Work to be completed
Below are the records; restate all of them word for word.

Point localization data
== Segment start ==

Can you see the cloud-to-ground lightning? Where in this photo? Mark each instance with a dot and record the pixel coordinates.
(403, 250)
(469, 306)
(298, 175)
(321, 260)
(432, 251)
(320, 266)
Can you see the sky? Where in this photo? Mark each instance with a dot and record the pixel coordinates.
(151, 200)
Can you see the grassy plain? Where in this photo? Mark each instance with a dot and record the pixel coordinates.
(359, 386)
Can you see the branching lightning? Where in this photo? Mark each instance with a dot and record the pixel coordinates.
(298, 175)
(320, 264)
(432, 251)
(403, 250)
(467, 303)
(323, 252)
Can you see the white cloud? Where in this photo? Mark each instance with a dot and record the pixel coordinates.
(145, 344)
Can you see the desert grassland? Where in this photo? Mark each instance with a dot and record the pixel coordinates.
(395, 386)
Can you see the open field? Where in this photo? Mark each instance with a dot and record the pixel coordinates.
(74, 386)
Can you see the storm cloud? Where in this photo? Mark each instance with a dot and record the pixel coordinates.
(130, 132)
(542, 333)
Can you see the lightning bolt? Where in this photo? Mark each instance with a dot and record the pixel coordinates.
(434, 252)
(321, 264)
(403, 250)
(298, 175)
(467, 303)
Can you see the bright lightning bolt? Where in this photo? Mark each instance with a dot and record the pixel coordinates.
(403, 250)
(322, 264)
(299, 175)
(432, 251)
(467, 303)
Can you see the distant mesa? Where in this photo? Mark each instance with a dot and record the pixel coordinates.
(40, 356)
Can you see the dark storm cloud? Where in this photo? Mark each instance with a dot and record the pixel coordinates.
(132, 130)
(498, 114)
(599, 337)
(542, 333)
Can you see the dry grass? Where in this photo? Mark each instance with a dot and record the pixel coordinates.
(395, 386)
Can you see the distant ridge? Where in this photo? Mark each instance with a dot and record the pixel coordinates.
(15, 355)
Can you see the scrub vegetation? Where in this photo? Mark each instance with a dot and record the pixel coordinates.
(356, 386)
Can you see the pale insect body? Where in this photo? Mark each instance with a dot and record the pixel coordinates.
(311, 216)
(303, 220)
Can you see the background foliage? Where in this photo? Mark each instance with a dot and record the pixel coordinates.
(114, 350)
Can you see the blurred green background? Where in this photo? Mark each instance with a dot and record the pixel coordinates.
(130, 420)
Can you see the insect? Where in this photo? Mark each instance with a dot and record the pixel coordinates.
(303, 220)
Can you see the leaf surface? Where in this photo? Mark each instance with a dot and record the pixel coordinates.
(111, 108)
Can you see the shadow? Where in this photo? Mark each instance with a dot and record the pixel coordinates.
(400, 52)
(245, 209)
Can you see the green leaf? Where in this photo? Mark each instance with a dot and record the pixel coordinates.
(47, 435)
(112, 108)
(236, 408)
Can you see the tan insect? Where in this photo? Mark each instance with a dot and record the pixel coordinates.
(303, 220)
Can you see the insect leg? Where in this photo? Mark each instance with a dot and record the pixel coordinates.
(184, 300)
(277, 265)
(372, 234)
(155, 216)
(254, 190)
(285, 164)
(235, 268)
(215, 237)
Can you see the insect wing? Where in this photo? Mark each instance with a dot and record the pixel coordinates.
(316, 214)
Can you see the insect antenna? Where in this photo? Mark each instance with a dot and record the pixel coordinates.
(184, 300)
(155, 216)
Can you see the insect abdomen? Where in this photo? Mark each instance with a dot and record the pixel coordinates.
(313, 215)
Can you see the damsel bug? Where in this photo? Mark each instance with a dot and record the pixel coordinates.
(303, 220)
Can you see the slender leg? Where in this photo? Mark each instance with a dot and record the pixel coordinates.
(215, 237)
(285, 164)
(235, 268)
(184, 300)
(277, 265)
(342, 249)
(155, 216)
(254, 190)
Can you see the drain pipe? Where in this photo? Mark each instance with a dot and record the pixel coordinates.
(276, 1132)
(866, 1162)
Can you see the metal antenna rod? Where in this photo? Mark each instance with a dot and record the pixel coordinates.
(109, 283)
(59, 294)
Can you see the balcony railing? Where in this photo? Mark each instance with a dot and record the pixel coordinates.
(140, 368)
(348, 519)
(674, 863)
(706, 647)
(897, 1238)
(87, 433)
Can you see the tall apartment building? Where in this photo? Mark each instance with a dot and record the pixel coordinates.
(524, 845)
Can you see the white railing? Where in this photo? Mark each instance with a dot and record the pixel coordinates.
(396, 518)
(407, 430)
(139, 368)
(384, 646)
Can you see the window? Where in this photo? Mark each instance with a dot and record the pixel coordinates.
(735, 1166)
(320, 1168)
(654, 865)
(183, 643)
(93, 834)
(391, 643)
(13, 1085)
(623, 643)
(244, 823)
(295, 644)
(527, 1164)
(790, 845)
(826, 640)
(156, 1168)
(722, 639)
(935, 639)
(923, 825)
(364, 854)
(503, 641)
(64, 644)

== Segment end ==

Exercise solution
Can you see the cloud-to-ground lightning? Where in this photo? Mark each instance with a dot and record the pixel coordinates.
(403, 250)
(469, 306)
(298, 175)
(321, 260)
(432, 251)
(320, 266)
Can you see the sky? Where in this photo? Mark each instance with a dot and record the pixel coordinates.
(151, 200)
Can you see the grassy plain? Where in this photo? Mark each instance with a dot and record the pixel coordinates.
(359, 386)
Can you see the branching lightning? Where in this photo? Mark each instance with a dot and record the pixel coordinates.
(298, 175)
(320, 264)
(432, 251)
(403, 250)
(467, 303)
(323, 252)
Can you see the white cloud? Where in this photo? Mark each instance with a dot and record the pixel coordinates.
(145, 344)
Can you see the desert grassland? Where in this photo? Mark each instance with a dot and record the pixel coordinates.
(395, 386)
Can you see the open field? Where in this photo? Mark each instance with a dot and record the pixel coordinates.
(74, 386)
Can you see the storm cloud? Where in this photo? Mark each instance with a dot and record the pixel coordinates.
(130, 132)
(542, 333)
Can you see the lightning bolt? Where in this photo? Mark each instance with a dot and record the pixel coordinates.
(434, 252)
(321, 264)
(403, 250)
(298, 175)
(467, 303)
Can you see the bright lightning bolt? Where in this photo? Mark each instance with a dot and record the pixel coordinates.
(403, 250)
(322, 264)
(299, 175)
(432, 251)
(467, 303)
Can you see the distant mesa? Where in this photo? Mark each instance with a dot and record the pixel coordinates.
(40, 356)
Can you see the dark storm cloud? Where in this photo? Mark each instance with a dot and record the pixel coordinates.
(132, 130)
(498, 114)
(599, 337)
(542, 333)
Can you see the dry grass? Where in this photo? Mark each instance with a dot and record the pixel coordinates.
(395, 386)
Can you see the distant ridge? Where in this photo? Mark each instance with a dot and record the pixel coordinates.
(15, 355)
Can you see the scrub vegetation? Where in this photo? Mark each instance with a dot and record the pixel coordinates.
(356, 386)
Can you see the pale insect body? Where in this photo? Mark each instance with a dot and record the pixel coordinates.
(311, 216)
(303, 220)
Can you see the background foliage? Where in this photo? Mark each instance with a dot and record the pixel coordinates.
(114, 350)
Can you see the blurred green background? Where in this photo? Mark each instance with a dot and record the pixel coordinates.
(130, 420)
Can you see the insect? Where in this photo? Mark each instance with a dot and record the pixel coordinates.
(303, 220)
Can you see the leaf surface? Where in this photo? Mark each instance with a dot and record the pixel coordinates.
(111, 108)
Can you see the shadow? Where in this photo? Mark each instance with a dot and record the pixel coordinates.
(400, 52)
(245, 209)
Can you see the green leaf? Where in this photo? Mark each instance with a dot and record the pixel coordinates.
(47, 435)
(112, 108)
(236, 408)
Can you see the tan insect? Where in this photo? Mark each instance with a dot and record the pixel coordinates.
(303, 220)
Can you see the insect leg? Where in this photo? Mark each instance with a dot and record the pixel coordinates.
(184, 300)
(277, 265)
(372, 234)
(155, 216)
(254, 190)
(285, 164)
(235, 268)
(215, 237)
Can you see the insect wing? Where in this photo? Mark each instance with a dot and record the pixel coordinates.
(316, 214)
Can you see the insect antenna? Where in this photo? Mark each instance with a dot and record the pixel coordinates.
(184, 300)
(155, 216)
Can you see the insect abdomen? Where in this photo? Mark each instance with a dot and record the pixel coordinates.
(313, 215)
Can you see the damsel bug? Where in this photo? Mark each instance with a dot and record the pixel coordinates.
(303, 220)
Can you see the slender leg? Where in this photo? Mark each instance with a dot and record the pixel coordinates.
(215, 237)
(285, 164)
(235, 268)
(184, 300)
(277, 265)
(342, 249)
(155, 216)
(254, 190)
Can you see the drain pipe? Where in this photo? Mark each instance with a dot and record the pixel coordinates.
(276, 1132)
(866, 1162)
Can you see the metal antenna rod? Where in this photo? Mark each instance with a dot and record the pixel coordinates.
(109, 283)
(59, 294)
Can you see the balcony railing? Where in this photo? Mark each instance with a dot and record the pixel coordinates.
(140, 368)
(348, 519)
(674, 863)
(706, 647)
(897, 1238)
(87, 433)
Can you see the tall apartment building? Where in this photo? Mark each instance with a dot and record the pixel coordinates.
(524, 845)
Can you see the white railing? Where in this photo? Mark each instance with a dot and record the pixel coordinates.
(396, 518)
(407, 430)
(139, 368)
(384, 646)
Can you see the window? Where in this photo? Mark each instance with a dot and record the pixel coordinates.
(735, 1166)
(320, 1168)
(654, 865)
(183, 643)
(93, 834)
(391, 643)
(13, 1085)
(623, 643)
(244, 823)
(295, 644)
(527, 1164)
(790, 845)
(826, 640)
(156, 1168)
(722, 639)
(935, 639)
(923, 825)
(364, 854)
(503, 641)
(64, 644)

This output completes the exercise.